■ **TASK INSTRUCTIONS**:
Count the lines in the records below that contain the word "railing", and give only that number.

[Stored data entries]

----------

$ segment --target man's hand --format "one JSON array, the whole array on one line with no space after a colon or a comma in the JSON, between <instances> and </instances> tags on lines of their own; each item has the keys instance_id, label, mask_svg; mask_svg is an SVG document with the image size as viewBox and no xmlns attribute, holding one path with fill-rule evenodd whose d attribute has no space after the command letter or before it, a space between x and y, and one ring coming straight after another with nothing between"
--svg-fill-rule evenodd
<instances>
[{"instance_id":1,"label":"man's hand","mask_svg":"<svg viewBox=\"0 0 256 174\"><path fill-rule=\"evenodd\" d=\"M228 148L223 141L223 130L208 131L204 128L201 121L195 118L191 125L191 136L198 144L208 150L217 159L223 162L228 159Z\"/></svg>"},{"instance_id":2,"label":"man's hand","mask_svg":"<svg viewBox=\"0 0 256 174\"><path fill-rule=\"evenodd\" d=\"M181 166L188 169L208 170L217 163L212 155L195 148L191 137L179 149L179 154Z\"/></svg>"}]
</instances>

----------

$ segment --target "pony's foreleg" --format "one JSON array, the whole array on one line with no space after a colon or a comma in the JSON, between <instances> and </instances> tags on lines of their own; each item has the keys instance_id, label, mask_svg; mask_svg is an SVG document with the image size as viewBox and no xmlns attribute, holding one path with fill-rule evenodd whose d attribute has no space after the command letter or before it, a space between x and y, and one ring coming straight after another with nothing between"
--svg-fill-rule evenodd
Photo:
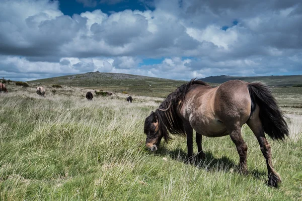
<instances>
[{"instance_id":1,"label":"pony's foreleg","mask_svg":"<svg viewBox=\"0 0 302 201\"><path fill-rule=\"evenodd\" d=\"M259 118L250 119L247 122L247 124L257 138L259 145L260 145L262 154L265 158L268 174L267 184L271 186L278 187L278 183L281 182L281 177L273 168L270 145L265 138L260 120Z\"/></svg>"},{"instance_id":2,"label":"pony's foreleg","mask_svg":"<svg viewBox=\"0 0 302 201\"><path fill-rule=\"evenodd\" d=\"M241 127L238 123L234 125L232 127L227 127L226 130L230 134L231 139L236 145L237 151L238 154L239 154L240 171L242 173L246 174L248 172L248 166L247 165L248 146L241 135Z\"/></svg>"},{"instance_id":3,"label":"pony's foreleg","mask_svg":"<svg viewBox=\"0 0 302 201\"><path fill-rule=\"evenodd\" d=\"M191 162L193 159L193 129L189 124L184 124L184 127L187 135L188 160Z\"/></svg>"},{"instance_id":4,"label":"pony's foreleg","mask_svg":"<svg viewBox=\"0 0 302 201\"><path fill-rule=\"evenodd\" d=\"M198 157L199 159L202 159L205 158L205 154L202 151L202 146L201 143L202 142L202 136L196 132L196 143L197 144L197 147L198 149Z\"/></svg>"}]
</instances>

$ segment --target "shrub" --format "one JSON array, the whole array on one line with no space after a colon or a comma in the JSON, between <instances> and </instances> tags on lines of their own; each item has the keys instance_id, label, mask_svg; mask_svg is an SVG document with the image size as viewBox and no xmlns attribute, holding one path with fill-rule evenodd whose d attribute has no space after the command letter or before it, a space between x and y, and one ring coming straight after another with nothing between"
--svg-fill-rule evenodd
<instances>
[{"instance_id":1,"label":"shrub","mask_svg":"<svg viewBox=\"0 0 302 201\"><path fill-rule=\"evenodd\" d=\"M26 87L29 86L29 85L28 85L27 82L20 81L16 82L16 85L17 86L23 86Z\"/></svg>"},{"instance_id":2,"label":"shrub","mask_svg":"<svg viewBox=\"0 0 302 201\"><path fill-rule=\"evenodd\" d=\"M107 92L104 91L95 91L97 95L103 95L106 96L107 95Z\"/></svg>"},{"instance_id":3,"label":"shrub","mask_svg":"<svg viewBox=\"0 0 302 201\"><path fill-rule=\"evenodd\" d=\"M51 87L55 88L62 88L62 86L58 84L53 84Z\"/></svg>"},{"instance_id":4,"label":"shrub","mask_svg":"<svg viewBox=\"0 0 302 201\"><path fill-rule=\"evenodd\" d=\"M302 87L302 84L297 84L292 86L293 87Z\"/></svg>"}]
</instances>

----------

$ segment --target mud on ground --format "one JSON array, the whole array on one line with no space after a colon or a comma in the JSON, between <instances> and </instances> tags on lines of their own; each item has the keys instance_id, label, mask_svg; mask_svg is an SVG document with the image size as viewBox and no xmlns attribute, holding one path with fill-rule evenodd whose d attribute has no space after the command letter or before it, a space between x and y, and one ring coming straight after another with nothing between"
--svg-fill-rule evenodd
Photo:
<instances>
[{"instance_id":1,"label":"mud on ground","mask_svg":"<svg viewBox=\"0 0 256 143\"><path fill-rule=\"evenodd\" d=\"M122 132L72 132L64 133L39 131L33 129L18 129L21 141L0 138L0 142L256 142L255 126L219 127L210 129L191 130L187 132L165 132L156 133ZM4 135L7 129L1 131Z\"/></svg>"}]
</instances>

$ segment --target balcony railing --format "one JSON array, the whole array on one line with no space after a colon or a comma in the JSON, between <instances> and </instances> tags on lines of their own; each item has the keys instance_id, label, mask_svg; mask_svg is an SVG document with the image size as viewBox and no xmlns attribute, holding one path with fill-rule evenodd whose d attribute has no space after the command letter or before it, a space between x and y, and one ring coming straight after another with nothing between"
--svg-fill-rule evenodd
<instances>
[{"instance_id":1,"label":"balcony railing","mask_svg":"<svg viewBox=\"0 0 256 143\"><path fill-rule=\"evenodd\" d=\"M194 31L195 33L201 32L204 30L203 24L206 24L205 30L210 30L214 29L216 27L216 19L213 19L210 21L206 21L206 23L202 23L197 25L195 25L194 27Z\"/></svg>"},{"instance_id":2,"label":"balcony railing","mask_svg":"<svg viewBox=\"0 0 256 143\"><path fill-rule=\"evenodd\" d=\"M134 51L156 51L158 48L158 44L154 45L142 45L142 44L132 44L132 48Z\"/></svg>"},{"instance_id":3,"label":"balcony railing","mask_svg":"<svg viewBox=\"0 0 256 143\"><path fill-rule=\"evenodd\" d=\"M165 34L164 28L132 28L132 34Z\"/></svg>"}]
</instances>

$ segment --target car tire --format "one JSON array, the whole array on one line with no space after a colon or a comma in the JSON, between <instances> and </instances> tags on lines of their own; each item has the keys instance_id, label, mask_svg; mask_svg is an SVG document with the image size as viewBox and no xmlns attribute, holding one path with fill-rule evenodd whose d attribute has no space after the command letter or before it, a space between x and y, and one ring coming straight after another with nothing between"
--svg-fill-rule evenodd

----------

■ **COMPLETE ANSWER**:
2